Start of EXTRACT TO READ

Letter Case Permutation
MediumUpdated: Sep 18, 2025
Practice on:
Problem
Given a string s, you can transform every letter individually to be lowercase or uppercase to create another string.
Return a list of all possible strings we could create. Return the output in any order.
Examples
Example 1
Input:
s = "a1b2"
Output:
["a1b2","a1B2","A1b2","A1B2"]
Example 2
Input:
s = "3z4"
Output:
["3z4","3Z4"]
Example 3
Input: s = "ab"
Output: ["ab","aB","Ab","AB"]
Solution
Method 1 - Backtracking OR DFS Solution
Let's build the space tree:
Recursion Tree (Mermaid)
graph TD A0["A(a1b2,0)"] A1["A(a1b2,1)"] A2["A(A1b2,1)"] B1["A(a1b2,2)"] B2["A(A1b2,2)"] C1["A(a1b2,3)"] C2["A(a1B2,3)"] C3["A(A1b2,3)"] C4["A(A1B2,3)"] D1["A(a1b2,4)"] D2["A(a1B2,4)"] D3["A(A1b2,4)"] D4["A(A1B2,4)"] A0 -- "a" --> A1 A0 -- "A" --> A2 A1 -- "1" --> B1 A2 -- "1" --> B2 B1 -- "b" --> C1 B1 -- "B" --> C2 B2 -- "b" --> C3 B2 -- "B" --> C4 C1 -- "2" --> D1 C2 -- "2" --> D2 C3 -- "2" --> D3 C4 -- "2" --> D4 %% Leaves: D1, D2, D3, D4 are valid permutations
// During this process, we are changing the S char array itself
Code
Java
class Solution {
public List<String> letterCasePermutation(String S) {
List<String> ans = new ArrayList<>();
backtrack(S.toCharArray(), 0, ans);
return ans;
}
private void backtrack(char[] chars, int i, List<String> ans) {
if (i == chars.length) {
ans.add(new String(chars));
return;
}
if (Character.isLetter(chars[i])) {
chars[i] = Character.toUpperCase(chars[i]);
backtrack(chars, i + 1, ans);
chars[i] = Character.toLowerCase(chars[i]);
backtrack(chars, i + 1, ans);
} else {
backtrack(chars, i + 1, ans);
}
}
}
Python
class Solution:
def letterCasePermutation(self, S: str) -> list[str]:
ans = []
def backtrack(chars: list[str], i: int):
if i == len(chars):
ans.append(''.join(chars))

End of EXTRACT TO READ

__JOB__
Copy the passage of the letter case permutation page from "Letter Case Permutation" up to and including "create another string.". The rows that come next aren't needed for anything here.

Start of DATA SECTION

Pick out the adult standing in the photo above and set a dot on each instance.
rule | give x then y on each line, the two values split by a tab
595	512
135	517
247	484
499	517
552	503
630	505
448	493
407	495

End of DATA SECTION

__RESPONSE TO THIS TASK__
Letter Case Permutation
MediumUpdated: Sep 18, 2025
Practice on:
Problem
Given a string s, you can transform every letter individually to be lowercase or uppercase to create another string.